## Extract to read
•••••

Synopsis: Todos Santos is an arcology, a 1000-foot-tall city-building built in the ruins of a section of LA leveled in a riot. TS is the only successful arcology to date, but its economic success is accompanied by a mutually hostile relationship with LA, a terrorist problem and a markedly insular culture.


The book opens as a Canadian Deputy Minister [Well, in theory Canadian but he talks like he was hired away from the Ministry of Silly Walks] is visiting TS. Canada, it seems, would also like a successful arcology. During the visit several teenagers break into TS, disguised as terrorists. They are humanely nerve gassed by the Security man in charge, Preston Sanders. Afterwards, it is discovered that one of the kids is connected, is the son of an LA politician. All hell breaks loose.

TS plans to fight the murder charges. Preston turns himself in. The surviving teen is charged with murder as well. As the book progresses, the point is made that regular police can't effectively fight crime in LA due to evil public defenders and the courts.

•••••

## Dataset content

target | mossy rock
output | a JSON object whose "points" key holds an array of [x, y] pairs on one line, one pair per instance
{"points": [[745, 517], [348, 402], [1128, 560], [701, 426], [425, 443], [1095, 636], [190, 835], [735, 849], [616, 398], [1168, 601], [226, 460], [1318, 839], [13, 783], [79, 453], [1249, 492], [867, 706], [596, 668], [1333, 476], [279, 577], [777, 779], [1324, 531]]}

•••••

## Directions for this task
Quote everything in the Todos Santos synopsis from "The book opens" down to "and the courts.".

## Result
The book opens as a Canadian Deputy Minister [Well, in theory Canadian but he talks like he was hired away from the Ministry of Silly Walks] is visiting TS. Canada, it seems, would also like a successful arcology. During the visit several teenagers break into TS, disguised as terrorists. They are humanely nerve gassed by the Security man in charge, Preston Sanders. Afterwards, it is discovered that one of the kids is connected, is the son of an LA politician. All hell breaks loose.

TS plans to fight the murder charges. Preston turns himself in. The surviving teen is charged with murder as well. As the book progresses, the point is made that regular police can't effectively fight crime in LA due to evil public defenders and the courts.